- _DATA SHOWN_:

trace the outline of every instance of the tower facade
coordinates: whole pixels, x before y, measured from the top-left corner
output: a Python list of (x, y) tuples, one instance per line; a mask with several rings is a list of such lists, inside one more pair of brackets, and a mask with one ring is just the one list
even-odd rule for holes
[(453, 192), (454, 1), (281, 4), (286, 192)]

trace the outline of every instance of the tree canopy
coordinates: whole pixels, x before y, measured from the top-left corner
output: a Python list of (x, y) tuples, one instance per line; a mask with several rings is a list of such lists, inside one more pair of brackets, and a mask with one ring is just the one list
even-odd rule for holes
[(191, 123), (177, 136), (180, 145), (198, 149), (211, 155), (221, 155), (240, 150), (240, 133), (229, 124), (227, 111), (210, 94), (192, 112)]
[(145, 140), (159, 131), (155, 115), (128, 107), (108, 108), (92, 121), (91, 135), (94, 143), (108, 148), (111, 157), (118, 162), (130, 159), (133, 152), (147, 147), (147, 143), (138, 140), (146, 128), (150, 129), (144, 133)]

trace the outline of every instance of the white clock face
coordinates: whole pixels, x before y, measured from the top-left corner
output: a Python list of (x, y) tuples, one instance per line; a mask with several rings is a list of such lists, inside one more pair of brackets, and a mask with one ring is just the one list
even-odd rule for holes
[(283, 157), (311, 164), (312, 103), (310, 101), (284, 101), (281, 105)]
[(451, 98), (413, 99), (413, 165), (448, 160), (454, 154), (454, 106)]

- _PROBLEM DETAILS_: Copy out only the lines from the one containing "trace the outline of every instance of the white" down to the last line of the material, keeping both ends.

- _SOLUTION BELOW_:
trace the outline of every instance of the white clock face
coordinates: whole pixels, x before y, measured from the top-left corner
output: a Python list of (x, y) tuples, one instance per line; a mask with several rings is a list of such lists, inside one more pair of brackets, and a mask with one ring is just the one list
even-odd rule for holes
[(283, 157), (311, 164), (312, 103), (310, 101), (284, 101), (281, 105)]
[(451, 98), (413, 99), (413, 165), (448, 160), (454, 154), (454, 106)]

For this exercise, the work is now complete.